> _Teks Bacaan_:
────────────────────
Dalam Kepungan Politik Identitas
5 April 2016Setelah lebih dari 15 tahun pasca tumbangnya pemerintahan Soeharto, hari-hari ini kita dihadapkan pada dominasi politik identitas (identity politics). Berbagai kekuatan politik dan kelompok-kelompok strategis dalam masyarakat berlomba-lomba memainkan sentimen agama, ras, etnis, dan jender untuk menggolkan agenda-agenda politiknya.
Perhelatan pemilu presiden 2014 lalu merupakan tontonan paling vulgar tentang bagaimana politik identitas dioperasikan. Dan hampir sukses. Kini, hal yang sama tampaknya akan kembali terulang dalam pilkada DKI Jakarta.
Mengapa politik identitas ini begitu dominan dalam perbincangan publik kita? Menurut saya, ada dua penyebabnya: Pertama, secara ideologis tidak adanya kontestasi ideologi yang sehat dan terbuka di antara berbagai kekuatan politik yang ada. Absennya kontestasi ideologi menyebabkan seluruh kekuatan politik ini mengandalkan identitas sebagai daya tarik dan daya ikat konstituennya.
Kedua, politik identitas ini juga terfasilitasi oleh perkembangan kelembagaan politik pasca Soeharto, khususnya oleh maraknya pemekaran daerah-daerah baru hasil dari kebijakan otonomi daerah.
────────────────────
> _Data yang Diberikan_:
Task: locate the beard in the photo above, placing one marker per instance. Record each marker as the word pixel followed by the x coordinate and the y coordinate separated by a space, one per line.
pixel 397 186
────────────────────
> _Petunjuk_:
A. Jawablah pertanyaan berikut berdasarkan teks tentang politik identitas.
(i) Pemerintahan siapa yang disebut telah tumbang lebih dari 15 tahun sebelumnya?
(ii) Peristiwa apa yang disebut sebagai tontonan paling vulgar tentang cara politik identitas dioperasikan?
(iii) Kebijakan apa yang menghasilkan maraknya pemekaran daerah-daerah baru?
B. Lanjutkan teks tentang politik identitas mulai dari kalimat terakhirnya.

> _Jawaban_:
A.
(i) Pemerintahan Soeharto.
(ii) Pemilu presiden 2014.
(iii) Kebijakan otonomi daerah.

B.
Di daerah-daerah baru ini, politik identitas merupakan pondasi utama bagi setiap kontestan untuk memenangkan pertarungan politik formal dan informal.
Menjual isu SARA dan Jender
Dua keadaan ini menyebabkan partai politik dan aktor-aktor politik yang ada mengidentikkan dirinya dengan rakyat pemilih bukan berdasarkan progam-program politik yang rasional dan terukur, melainkan melalui cara-cara yang sarat emosi dan persuasif. Misalnya, dengan menjual isu agama, etnis, atau jender, sehingga pemilih dikondisikan untuk memilih “bersama kami atau menjadi musuh kami.” Jangan pilih si A karena ia berbeda agama atau berbeda etnis dengan kita. Di sini, diktum yang berlaku adalah “apa yang rasional adalah identitas kita dan identitas kita itulah yang rasional.”
Mendominasinya politik identitas dalam ruang publik kita sehari-hari (everyday politics), menurut saya bukan hal yang patut dirayakan. Sebaliknya, kita perlu mengkritisinya secara serius: Pertama, politik identitas karena mudah dicerap oleh panca indera, cenderung menyebabkan terjadinya segregasi sosial secara horisontal. Aku dan dia, kita dan mereka. Segregasi ini terjadi karena masing-masing identitas berusaha mengokohkan dan meneguhkan otentisitasnya.
Hal ini kemudian bisa berujung pada hal kedua, yakni politik isolasi sekaligus eksklusi. Mengisolasi diri agar tidak tercemar pengaruh dari luar, sekaligus mengeksklusi karena yang lain itu dianggap tidak murni.
Berujung di fasisme
Ketiga, ujung ekstrim dari politik identitas ini adalah fasisme, baik fasisme relijius maupun fasisme sekuler yang berbasis ras dan etnis. Fitnah, pemutarbalikkan fakta (alias konspirasi) dan mobilisasi massa untuk tujuan kekerasan di jalanan, merupakan ciri-ciri umum dari fasisme.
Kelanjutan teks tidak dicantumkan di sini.